▸ **DATA FOR PROCESSING**
* * * *

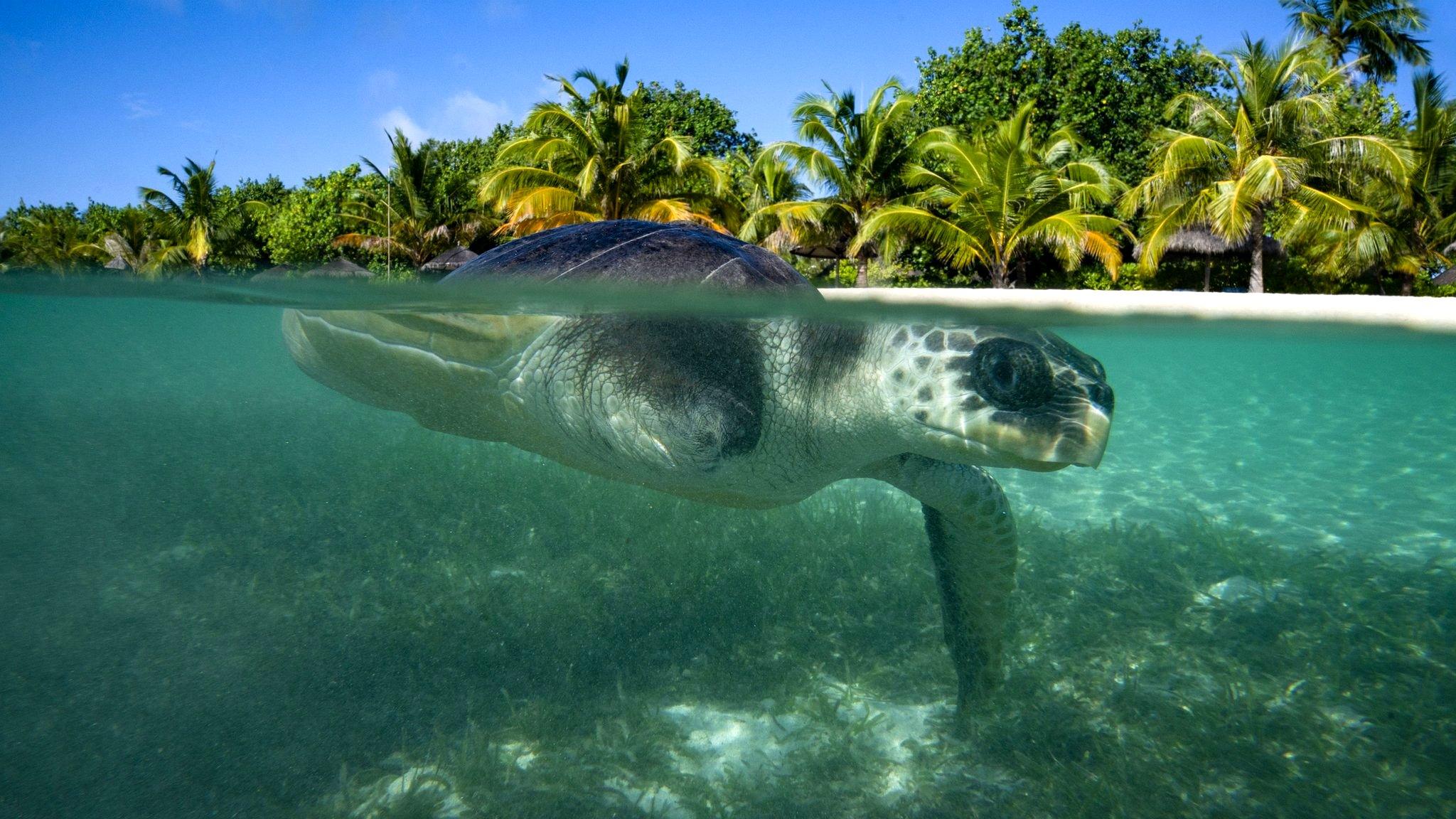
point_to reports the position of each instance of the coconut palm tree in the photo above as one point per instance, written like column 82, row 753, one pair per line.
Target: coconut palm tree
column 766, row 181
column 132, row 242
column 408, row 218
column 593, row 158
column 48, row 238
column 1379, row 33
column 857, row 156
column 992, row 198
column 1264, row 146
column 1398, row 229
column 196, row 218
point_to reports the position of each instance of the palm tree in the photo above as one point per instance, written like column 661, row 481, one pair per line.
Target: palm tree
column 593, row 159
column 1400, row 229
column 992, row 198
column 1379, row 33
column 766, row 181
column 48, row 238
column 1241, row 158
column 132, row 241
column 858, row 158
column 407, row 218
column 196, row 218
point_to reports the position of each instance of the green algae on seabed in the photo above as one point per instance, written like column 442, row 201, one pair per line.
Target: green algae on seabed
column 228, row 591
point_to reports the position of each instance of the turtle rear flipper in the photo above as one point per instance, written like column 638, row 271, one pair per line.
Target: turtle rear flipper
column 973, row 545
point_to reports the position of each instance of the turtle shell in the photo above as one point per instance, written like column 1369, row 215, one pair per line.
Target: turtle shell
column 637, row 252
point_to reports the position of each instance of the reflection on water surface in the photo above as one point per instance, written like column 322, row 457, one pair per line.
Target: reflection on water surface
column 230, row 589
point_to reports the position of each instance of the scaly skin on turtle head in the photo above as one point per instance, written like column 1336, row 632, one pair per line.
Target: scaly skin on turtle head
column 995, row 397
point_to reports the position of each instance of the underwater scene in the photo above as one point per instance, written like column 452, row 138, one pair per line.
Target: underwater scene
column 233, row 582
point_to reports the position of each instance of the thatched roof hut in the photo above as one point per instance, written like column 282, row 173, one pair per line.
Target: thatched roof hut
column 338, row 269
column 1200, row 241
column 449, row 259
column 817, row 252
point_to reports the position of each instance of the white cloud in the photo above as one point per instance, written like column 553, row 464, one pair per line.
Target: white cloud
column 398, row 119
column 466, row 115
column 137, row 107
column 462, row 117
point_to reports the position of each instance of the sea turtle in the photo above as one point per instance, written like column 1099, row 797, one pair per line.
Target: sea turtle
column 740, row 413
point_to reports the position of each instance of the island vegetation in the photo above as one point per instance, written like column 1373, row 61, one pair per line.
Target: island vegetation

* * * *

▸ **EXERCISE OBJECTIVE**
Reproduce the data above with every "Target" swapped for "Label" and all other text unchanged, leaving out the pictures.

▸ **EXERCISE RESPONSE**
point_to reports the position of each instance of the coconut palm tree in the photo above as one point per instance, written like column 82, row 753, one pair per line.
Label: coconut palm tree
column 766, row 181
column 132, row 242
column 408, row 218
column 593, row 158
column 48, row 238
column 1379, row 33
column 857, row 156
column 992, row 198
column 1264, row 146
column 1398, row 229
column 196, row 218
point_to reports the position of each instance of the palm tree in the photo above as one point per instance, written like column 661, row 481, one pair per line.
Label: palm tree
column 593, row 159
column 1400, row 229
column 992, row 198
column 1379, row 33
column 766, row 181
column 48, row 238
column 1241, row 158
column 132, row 241
column 858, row 158
column 407, row 218
column 196, row 218
point_to reports the position of each instance of the green algae on seabed in the photo above as one point per instance, written like column 442, row 201, one pair per line.
Label: green algae on seabed
column 228, row 591
point_to reports the position of each instance of the turtle rear flipper in the photo above as one point per instance, written like column 638, row 271, one pair per line.
Label: turtle rear flipper
column 973, row 545
point_to reports the position of each instance of the turtle shell in the photo above as one point per instance, written like column 1369, row 215, one pair per line.
Label: turtle shell
column 637, row 252
point_to reports the position of each instance of the reflection on water surface in the photo above as one point per instance, written like column 322, row 457, one pair per line.
Label: reflection on water surface
column 230, row 589
point_to reports the position of each instance of the scaly skin on turtle head in the photo above as one point per instance, written like column 1336, row 632, one pair per line.
Label: scaly skin on turtle head
column 995, row 397
point_to reports the position of each instance of the underwater scene in the photo above as one point per instance, written like column 452, row 138, one pair per line.
Label: underwater scene
column 233, row 582
point_to reports the position of each instance of the thatched roof hut in the photo above as one point per instance, written like column 282, row 173, one pair per line.
Label: thatched roof hut
column 338, row 269
column 1200, row 241
column 449, row 259
column 817, row 252
point_to reports the position of each instance of the white cloud in the photo above as one point per instance, written like column 553, row 464, one pair per line.
Label: white cloud
column 398, row 119
column 466, row 115
column 137, row 107
column 462, row 117
point_to reports the position of each instance of the sea turtle in the photo above as one point per instance, written like column 1099, row 797, one pair per line.
Label: sea turtle
column 740, row 413
point_to reports the position of each instance of the island vegetation in the photo above as one point per instance, written like column 1373, row 61, one pair per line.
Label: island vegetation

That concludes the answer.